▶ _Text excerpt_
◇ ◇ ◇ ◇ ◇ ◇ ◇

This section is intended to provide background information to facilitate a better understanding of the various aspects of the described embodiments. Accordingly, it should be understood that these statements are to be read in this light and not as admissions of prior art.
Hydrocarbon-producing wells often are stimulated by hydraulic fracturing operations. A fracturing fluid may be introduced into a portion of a subterranean formation penetrated by a wellbore at a pressure sufficient to create or enhance fractures in the formation. Stimulating or treating the formation in such ways increases hydrocarbon production from the well.

◇ ◇ ◇ ◇ ◇ ◇ ◇

▶ _Excerpted records_
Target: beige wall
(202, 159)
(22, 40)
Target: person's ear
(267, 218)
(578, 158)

◇ ◇ ◇ ◇ ◇ ◇ ◇

▶ _Tasks and exercises_
A – Answer these questions from the hydraulic fracturing passage:
(i) What does the passage say its statements are not to be read as?
(ii) By what kind of operation are hydrocarbon-producing wells often stimulated?
(iii) At what pressure may the fracturing fluid be introduced into the formation?
B – Carry on the hydraulic fracturing passage from the point where it stops.
The items have no connection to the hydraulic fracturing passage.

▶ _Written answers_
A –
(i) Admissions of prior art.
(ii) Hydraulic fracturing operations.
(iii) A pressure sufficient to create or enhance fractures in the formation.

B –
In some hydraulic fracturing operations, the fracturing fluid enters the subterranean formation through one or more perforations. These perforations may be formed using a variety of techniques including jetting a fluid or detonating explosive charges into the casing or formation. Jetting releases a fluid through a nozzle at high pressure producing a narrow stream that erodes or washes away formation or casing materials. The fluid is generally supplied through the use of pumps or other pressurization equipment at the surface of the wellbore. Explosive charges can be carried using wireline or tubing, depending upon applications. Fluid jetting requires the use of a tubular, whether it is jointed pipe (using a rig) or coiled tubing.
For a detailed description of the embodiments of the invention, reference will now be made to the accompanying drawings in which:
This disclosure provides a jetting tool for injecting fluid in a wellbore intersecting a subterranean formation. Specifically, the disclosure provides a downhole tool that releases fluid in a cyclical pattern and can be powered by the jetting fluid or a hydraulic power source.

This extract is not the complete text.